▶ TASK DESCRIPTION: Each record is to be duplicated exactly, with nothing added.

******

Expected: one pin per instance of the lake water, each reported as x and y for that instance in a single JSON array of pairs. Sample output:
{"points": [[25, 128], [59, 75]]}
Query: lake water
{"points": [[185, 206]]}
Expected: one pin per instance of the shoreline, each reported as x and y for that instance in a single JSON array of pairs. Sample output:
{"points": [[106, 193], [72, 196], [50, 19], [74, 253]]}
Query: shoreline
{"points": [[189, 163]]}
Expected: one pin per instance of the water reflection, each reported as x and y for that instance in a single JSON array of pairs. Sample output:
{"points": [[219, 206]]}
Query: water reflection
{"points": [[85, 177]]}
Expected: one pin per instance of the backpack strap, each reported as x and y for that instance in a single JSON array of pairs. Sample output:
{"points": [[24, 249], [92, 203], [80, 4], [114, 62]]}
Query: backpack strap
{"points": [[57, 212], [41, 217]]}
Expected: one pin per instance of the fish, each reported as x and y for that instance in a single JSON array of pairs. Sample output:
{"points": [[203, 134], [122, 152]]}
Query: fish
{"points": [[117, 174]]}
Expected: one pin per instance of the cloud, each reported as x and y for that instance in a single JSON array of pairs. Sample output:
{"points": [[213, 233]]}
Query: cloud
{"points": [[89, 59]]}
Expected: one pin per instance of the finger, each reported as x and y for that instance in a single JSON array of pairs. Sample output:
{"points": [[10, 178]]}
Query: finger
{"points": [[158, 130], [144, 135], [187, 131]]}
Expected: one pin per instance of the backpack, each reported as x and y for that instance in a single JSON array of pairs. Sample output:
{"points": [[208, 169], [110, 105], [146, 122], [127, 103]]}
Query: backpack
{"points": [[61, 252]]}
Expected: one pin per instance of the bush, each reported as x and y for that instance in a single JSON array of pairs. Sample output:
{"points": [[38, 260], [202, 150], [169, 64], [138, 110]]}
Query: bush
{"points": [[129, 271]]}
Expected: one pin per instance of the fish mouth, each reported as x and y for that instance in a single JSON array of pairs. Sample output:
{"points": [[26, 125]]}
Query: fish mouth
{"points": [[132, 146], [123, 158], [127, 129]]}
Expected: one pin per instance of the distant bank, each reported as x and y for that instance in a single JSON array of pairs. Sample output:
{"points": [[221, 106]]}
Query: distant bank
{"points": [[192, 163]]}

******

▶ REPLY TO THE TASK:
Expected: one pin per instance of the lake water, each reported as x and y for that instance in a single JSON array of pairs. Sample output:
{"points": [[25, 128], [59, 75]]}
Query: lake water
{"points": [[185, 206]]}
Expected: one pin per instance of the shoreline, each reported as x and y for that instance in a single JSON array of pairs. Sample output:
{"points": [[106, 193], [72, 196], [50, 19], [74, 253]]}
Query: shoreline
{"points": [[189, 163]]}
Expected: one pin per instance of the water reflection, each reported as x and y for that instance in a single JSON array of pairs. Sample output:
{"points": [[219, 206]]}
Query: water reflection
{"points": [[85, 177]]}
Expected: one pin per instance of the backpack strap, each reported as x and y for that instance in a single JSON array of pairs. Sample output:
{"points": [[24, 249], [92, 203], [80, 4], [114, 62]]}
Query: backpack strap
{"points": [[57, 212], [41, 217]]}
Expected: one pin per instance of the fish, each reported as x and y for that instance in a single JSON array of pairs. Sample output:
{"points": [[203, 134], [122, 152]]}
Query: fish
{"points": [[117, 174]]}
Expected: one pin per instance of the cloud, each reported as x and y for that instance in a single JSON array of pairs. Sample output:
{"points": [[213, 233]]}
Query: cloud
{"points": [[89, 59]]}
Expected: one pin per instance of the finger, each reported as x and y for that instance in a single JSON array of pairs. Sample output:
{"points": [[10, 178]]}
Query: finger
{"points": [[158, 130], [144, 135], [187, 131]]}
Expected: one pin per instance of the backpack, each reported as x and y for that instance in a single JSON array of pairs. Sample output:
{"points": [[208, 169], [110, 105], [146, 122], [127, 103]]}
Query: backpack
{"points": [[61, 252]]}
Expected: one pin per instance of the bush, each reported as x and y for that instance in a single JSON array of pairs. Sample output:
{"points": [[38, 260], [202, 150], [169, 64], [138, 110]]}
Query: bush
{"points": [[129, 271]]}
Expected: one pin per instance of the fish mouth, each reported as x and y for that instance in a single JSON array of pairs. Sample output:
{"points": [[26, 125]]}
Query: fish mouth
{"points": [[132, 146], [123, 158], [127, 129]]}
Expected: one pin per instance of the distant bank, each reported as x and y for that instance in a single JSON array of pairs. Sample output:
{"points": [[221, 106]]}
Query: distant bank
{"points": [[192, 163]]}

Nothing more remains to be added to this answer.